Selection:
Isabel wanted to "say yes" to life and get out of books, but she ended up in her own personal fantasy for life.  How is that saying yes to life?  To me it seems like the ultimate escape from life, retreating back into the books. 

Yeah, this fantasy was all kinds of wrong for me, but interesting nonetheless.  If Isabel's fantasy was to escape into the world of her favorite books, then that was perfect.  However her fantasy was to turn away from books and say yes to real life.  I guess Roarke's twist was to offer the life in the books as real life?  My problem with the premise was that the series of books that Isabel, then later Ruby and Roarke, were raving over were absolutely not Victorian era novels.  The books were definitely swashbuckling bodice-ripper racy romances, and those sorts of books were definitely not published in Victorian times.  Or if they were, they were secretly published as pornography and in a shorter form.  I don't mind Rachel entering the world of the books, but pretending that the books were written back in those times is ridiculous.

Task prompt: Write the next part of the discussion about Isabel's fantasy of entering her favorite romance novels, starting right after its final sentence.

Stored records
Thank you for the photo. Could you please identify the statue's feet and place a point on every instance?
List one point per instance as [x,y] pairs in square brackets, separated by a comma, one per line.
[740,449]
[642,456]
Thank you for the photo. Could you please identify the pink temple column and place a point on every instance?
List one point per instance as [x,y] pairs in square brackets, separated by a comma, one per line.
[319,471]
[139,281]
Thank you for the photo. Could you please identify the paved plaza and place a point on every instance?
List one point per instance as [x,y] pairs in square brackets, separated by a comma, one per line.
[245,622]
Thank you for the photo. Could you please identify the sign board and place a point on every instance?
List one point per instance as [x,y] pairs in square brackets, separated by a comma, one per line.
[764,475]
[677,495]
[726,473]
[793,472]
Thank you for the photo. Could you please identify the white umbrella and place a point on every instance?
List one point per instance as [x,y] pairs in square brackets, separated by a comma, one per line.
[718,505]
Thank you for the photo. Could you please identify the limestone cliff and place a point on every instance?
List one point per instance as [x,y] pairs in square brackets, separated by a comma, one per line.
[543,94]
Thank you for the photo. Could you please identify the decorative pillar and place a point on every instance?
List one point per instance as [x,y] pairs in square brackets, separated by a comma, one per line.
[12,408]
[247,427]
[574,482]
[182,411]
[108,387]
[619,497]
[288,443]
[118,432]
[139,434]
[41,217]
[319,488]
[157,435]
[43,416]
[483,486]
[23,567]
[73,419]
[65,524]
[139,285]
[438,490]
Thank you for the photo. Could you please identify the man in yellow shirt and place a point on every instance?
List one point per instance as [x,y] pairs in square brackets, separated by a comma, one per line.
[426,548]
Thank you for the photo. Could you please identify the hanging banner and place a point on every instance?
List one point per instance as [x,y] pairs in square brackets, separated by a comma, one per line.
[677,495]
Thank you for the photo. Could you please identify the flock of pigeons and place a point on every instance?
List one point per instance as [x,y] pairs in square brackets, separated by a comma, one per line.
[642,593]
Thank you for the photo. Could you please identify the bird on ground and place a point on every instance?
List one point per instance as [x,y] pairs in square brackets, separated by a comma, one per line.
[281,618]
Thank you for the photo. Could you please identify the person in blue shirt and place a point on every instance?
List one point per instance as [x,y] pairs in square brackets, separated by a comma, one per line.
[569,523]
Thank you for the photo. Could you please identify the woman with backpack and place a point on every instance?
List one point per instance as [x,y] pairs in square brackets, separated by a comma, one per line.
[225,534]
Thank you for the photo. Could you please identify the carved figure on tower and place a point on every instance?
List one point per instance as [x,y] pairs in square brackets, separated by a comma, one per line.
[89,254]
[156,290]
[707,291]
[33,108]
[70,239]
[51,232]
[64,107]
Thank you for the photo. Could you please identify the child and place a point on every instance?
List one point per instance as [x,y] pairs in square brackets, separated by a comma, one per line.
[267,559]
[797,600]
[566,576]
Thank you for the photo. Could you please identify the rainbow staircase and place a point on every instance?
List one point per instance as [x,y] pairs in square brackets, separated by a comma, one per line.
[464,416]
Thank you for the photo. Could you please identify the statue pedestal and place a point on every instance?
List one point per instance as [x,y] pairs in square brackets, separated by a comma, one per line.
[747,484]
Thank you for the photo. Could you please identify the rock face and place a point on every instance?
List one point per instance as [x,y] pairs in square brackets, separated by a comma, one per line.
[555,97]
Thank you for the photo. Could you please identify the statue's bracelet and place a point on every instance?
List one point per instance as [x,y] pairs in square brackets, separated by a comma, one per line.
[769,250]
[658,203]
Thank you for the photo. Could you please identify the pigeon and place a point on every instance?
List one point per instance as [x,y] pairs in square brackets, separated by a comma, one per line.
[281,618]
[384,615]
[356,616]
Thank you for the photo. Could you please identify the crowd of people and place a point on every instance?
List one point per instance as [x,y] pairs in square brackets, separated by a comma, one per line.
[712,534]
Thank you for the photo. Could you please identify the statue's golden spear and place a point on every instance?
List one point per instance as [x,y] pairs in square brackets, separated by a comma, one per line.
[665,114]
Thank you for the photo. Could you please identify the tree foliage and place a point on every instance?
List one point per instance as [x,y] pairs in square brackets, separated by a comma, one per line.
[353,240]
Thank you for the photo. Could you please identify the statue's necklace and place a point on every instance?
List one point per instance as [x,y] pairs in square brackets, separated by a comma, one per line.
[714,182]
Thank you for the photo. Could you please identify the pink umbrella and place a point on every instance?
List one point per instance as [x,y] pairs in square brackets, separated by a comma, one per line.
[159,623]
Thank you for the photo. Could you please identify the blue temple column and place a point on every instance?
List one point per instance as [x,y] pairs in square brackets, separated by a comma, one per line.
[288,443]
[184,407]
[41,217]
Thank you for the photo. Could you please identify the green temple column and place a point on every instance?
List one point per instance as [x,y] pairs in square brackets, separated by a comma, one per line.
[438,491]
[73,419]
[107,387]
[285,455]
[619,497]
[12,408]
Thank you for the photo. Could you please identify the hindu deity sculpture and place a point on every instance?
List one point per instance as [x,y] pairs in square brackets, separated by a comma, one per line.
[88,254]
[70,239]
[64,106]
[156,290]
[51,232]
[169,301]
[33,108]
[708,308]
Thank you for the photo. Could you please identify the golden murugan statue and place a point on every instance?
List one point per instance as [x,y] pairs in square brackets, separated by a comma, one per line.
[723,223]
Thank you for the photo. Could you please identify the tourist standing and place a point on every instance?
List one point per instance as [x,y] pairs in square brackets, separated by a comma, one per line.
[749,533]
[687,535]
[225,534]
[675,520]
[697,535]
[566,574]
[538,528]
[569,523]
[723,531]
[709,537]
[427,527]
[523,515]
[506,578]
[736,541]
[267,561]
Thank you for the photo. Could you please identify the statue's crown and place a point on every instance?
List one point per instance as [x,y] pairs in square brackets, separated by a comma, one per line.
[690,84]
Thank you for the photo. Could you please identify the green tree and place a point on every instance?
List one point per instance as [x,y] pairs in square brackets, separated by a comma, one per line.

Task output:
I also watched this episode fully amazed at how far TV shows have come from the days when married couples slept in separate twin beds and every show had a "Standards and Practices" rep on set to make sure things weren't getting too titillating.  There was a barely veiled scene talking about masturbation with the two women fingering the flower in a demonstration of how they liked it best.  I think that was the most sexually explicit thing I've ever seen on TV!  At least on a major-ish broadcast network at 9PM.  Forget the lesbian kisses which used to be shocking but now are standard fare, they were straight up violating that peony.  Then when Isabel is headed back to the house, I nearly choked with laughter at Roarke's (or was it Ruby?) dry comment that she needed to get those flowers in water before they wilt.

Is nobody going to mention that Eric Winter, who played Brian the douchebag adventurer, is married to Roselyn Sanchez in real life?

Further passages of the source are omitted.